__任務說明__: 以下這篇新成員報到的論壇討論串停在最後一則回覆，請從該處之後續寫下去。

#  > 【巍峨峻山】 公告服務區 >  > 肉球蓋印處 >  > [報到] 新獸報到，大家嗨嗨～♪

## 雷貝

※名稱：雷貝

※生日：1999/04/15

※個性：善良、悶騷、怕生、冒失、喜歡跟人交流不過有些被動

※職業：學徒(學生)

※興趣：TRPG(桌上角色扮演遊戲)、桌遊

※遊戲：WOW(魔獸世界)(最近比較少玩)、Armello(愛門羅)


雷貝這個名字的由來，是我的英文名字和兔子混合之下的產物，但獸設卻是一匹狼。
獸設是好幾年前打的，大多是複製貼上加上修改而已，現在看起來有些羞恥。
基本上就是.......生理狀態偏向狼、心理狀態偏向兔.......這種感覺吧？
喜歡TRPG，除了跑文字團也有跑語音團，也因此累積了一些相關的經驗。
家裡有養貓，也很喜歡貓。

我很久以前就知道這裡了，但是一直不太敢踏入獸群，希望可以跟大家變成朋友，謝謝大家m(>_<)m

P.S 我也有好好閱讀版規了，請問現在這個頭貼是自動出現的嗎？

----------


## 月光雪貂

雷貝你好~，我是月光雪貂OwO/，歡迎來到狼之樂園，怕生的話沒有關係，目前這裡的獸都很有善的喔>w<

之前也玩過TRPG，也很喜歡桌遊>w<，遊戲的話現在除了手遊以外都沒在完了呢OwO

獸設很特別呢XD，心理偏向兔子，那看到狼會害怕嗎(X

那個頭像的話是默認的喔OwO，可以從論壇最上面，有個"用戶控制台"，點進去後左邊可以找到設置頭像的地方喔~

很高興認識你，再次歡迎你來到狼之樂園，以後還請多多指教~(鞠躬

----------


## 雷貝

月光雪貂你好OwO/

你是第一個造訪我的用戶資料頁面和文章的人呢www

至於獸設的部分，因為一些經歷的緣故，導致不太敢主動和其他狼說話，遇到其他狼會有點畏畏縮縮的，也很擔心自己會說錯話，不過現在會強迫自己主動一點～♪

桌遊的話我有在一個叫做Board Game Arena的網站玩，自己也有買一些，像是盜夢都市、阿瓦隆之類的，不過比較難找到人跟我一起玩呢QwQ

手遊的話我目前只有玩少女前線而已，你有玩嗎？

謝謝你，以後麻煩你多多指教了

----------


## 缪里

雷貝你好呀w咱是繆里
咱也是羞羞羞然後然後就不知怎麼著就進來了w
你很膽小麽？像兔子？哇咱很喜歡兔兔呢很軟很可愛
如果外表是狼的話就可以用力抱抱了誒嘿w
咱不是壞狼呢可以找咱聊天唄？

點標註紀錄:
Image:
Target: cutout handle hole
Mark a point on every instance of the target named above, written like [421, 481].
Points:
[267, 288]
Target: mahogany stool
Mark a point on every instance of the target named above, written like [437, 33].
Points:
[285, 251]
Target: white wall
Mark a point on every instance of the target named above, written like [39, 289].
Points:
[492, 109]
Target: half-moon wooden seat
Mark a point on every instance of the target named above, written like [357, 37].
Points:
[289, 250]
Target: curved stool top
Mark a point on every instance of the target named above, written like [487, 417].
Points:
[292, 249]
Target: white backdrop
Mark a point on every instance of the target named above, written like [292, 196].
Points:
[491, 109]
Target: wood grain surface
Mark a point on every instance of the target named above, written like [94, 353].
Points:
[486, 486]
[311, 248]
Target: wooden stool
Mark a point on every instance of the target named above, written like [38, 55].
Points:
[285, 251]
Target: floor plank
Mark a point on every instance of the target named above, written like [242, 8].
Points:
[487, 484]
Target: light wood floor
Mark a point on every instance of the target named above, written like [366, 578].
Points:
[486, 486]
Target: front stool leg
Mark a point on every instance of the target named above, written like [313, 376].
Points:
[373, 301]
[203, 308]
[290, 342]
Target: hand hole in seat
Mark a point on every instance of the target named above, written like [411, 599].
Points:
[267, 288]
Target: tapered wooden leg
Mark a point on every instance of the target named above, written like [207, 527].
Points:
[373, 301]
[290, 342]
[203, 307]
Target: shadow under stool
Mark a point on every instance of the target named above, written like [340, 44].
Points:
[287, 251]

...

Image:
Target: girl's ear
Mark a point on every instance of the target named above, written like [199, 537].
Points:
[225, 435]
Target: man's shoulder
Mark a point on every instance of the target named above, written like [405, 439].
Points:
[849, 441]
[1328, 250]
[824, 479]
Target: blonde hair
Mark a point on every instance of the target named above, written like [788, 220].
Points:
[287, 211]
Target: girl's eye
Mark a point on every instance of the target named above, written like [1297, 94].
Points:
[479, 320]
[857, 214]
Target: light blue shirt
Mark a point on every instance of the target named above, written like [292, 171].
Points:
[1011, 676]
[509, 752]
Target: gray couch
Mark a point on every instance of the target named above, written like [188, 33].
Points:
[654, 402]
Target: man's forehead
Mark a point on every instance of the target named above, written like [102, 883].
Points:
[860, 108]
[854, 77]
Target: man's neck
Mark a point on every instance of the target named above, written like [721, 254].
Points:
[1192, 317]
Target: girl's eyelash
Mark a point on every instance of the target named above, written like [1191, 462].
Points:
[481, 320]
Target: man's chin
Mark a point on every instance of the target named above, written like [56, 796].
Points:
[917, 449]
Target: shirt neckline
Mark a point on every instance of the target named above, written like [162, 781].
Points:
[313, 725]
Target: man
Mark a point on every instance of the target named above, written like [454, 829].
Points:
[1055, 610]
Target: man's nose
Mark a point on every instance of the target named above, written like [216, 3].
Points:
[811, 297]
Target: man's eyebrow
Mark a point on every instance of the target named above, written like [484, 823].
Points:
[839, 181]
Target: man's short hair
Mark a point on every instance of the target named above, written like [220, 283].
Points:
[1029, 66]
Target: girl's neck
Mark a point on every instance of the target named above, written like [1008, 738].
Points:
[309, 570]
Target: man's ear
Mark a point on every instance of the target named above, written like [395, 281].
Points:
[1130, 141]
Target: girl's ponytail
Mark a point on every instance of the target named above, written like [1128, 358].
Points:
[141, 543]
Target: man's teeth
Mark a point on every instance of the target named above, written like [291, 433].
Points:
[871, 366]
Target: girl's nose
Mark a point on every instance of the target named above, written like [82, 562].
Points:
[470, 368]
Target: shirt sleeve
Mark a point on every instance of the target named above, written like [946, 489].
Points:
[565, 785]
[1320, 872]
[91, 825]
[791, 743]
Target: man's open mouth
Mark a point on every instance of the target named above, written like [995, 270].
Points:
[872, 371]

__作答內容__:
----------


## 提格

Hi~雷貝~我是提格喔~小老虎一隻~
我也挺愛玩桌遊的呢，不過比較偏向卡牌/策略遊戲

像Smash Up(大殺四方)、Android: Netrunner(矩陣潛襲)、Terraforming Mars(殖民火星)、
Arkham Horror LCG(阿卡漢驚魂卡牌版)、Gloomhaven(黯淡港灣)之類的

我在Board Game Arena只打過銀河路跑而已，你在那邊都玩什麼呢?
很高興認識你喔~
 :jcdragon-tail-faster:

----------


## 雷貝

--->繆里

繆里你好OwO/

其實我大概也不算是膽小.......而是怕生，對，是怕生！
總之，非常歡迎找我聊天呦～♪

順帶一提，我屬兔，然後星座是牡羊座(白羊座)呢

--->提格

提格你好OwO/

老實說
Smash Up(大殺四方)、Android: Netrunner(矩陣潛襲)、Terraforming Mars(殖民火星)、
Arkham Horror LCG(阿卡漢驚魂卡牌版)、Gloomhaven(黯淡港灣)
這幾個......我通通沒有玩過(遮臉)

至於Board Game Arena，我有玩......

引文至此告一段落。